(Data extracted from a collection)
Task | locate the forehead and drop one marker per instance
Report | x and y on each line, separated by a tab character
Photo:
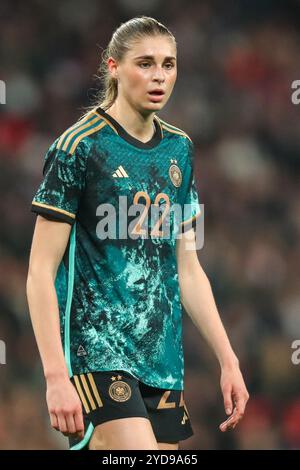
157	46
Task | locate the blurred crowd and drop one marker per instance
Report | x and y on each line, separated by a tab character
236	63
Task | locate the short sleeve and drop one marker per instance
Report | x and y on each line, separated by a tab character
59	193
191	209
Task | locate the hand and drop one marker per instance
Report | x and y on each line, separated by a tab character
235	396
64	406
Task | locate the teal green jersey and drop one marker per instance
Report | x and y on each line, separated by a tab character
117	284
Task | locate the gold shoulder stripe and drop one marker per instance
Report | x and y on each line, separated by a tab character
88	132
75	126
56	209
191	219
107	122
94	388
81	394
176	132
78	130
87	391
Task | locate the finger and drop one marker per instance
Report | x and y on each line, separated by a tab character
62	423
79	424
230	422
71	428
54	421
240	402
228	404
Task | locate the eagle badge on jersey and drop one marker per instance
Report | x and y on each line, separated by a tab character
119	391
175	174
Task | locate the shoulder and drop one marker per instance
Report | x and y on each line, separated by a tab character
168	128
79	136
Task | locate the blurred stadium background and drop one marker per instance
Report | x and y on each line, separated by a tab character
237	60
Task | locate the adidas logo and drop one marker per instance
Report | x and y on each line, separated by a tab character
81	351
120	173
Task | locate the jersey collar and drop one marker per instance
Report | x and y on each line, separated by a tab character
153	142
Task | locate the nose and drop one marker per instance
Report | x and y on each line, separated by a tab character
159	74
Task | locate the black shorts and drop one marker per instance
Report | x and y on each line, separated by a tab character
109	395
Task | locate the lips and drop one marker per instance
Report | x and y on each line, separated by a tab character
156	92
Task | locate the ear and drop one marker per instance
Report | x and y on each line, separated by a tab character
112	67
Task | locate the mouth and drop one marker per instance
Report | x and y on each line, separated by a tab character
156	95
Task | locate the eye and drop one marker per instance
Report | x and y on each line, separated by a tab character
169	65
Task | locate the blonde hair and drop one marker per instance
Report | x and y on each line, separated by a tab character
123	37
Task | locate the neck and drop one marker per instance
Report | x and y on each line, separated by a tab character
136	124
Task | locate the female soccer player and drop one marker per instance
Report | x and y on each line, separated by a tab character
106	283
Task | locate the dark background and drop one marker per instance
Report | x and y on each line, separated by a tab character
236	63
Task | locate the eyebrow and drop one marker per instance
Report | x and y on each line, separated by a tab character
152	57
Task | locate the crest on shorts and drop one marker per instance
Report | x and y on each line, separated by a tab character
119	391
175	174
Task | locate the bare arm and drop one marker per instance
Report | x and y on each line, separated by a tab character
48	246
198	301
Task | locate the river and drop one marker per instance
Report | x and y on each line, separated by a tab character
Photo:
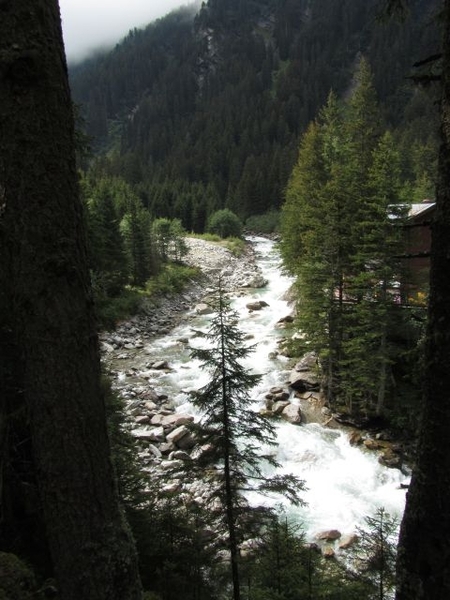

Aim:
Locate each line in the listing above that contains the string "jersey" and copy it out. Case matters when matching.

Expected answer:
Task | locate the teal green jersey and drop one marker per instance
Task | locate the eagle badge on jersey and drop one marker per instance
Task | locate the jersey collar and drop one marker per instance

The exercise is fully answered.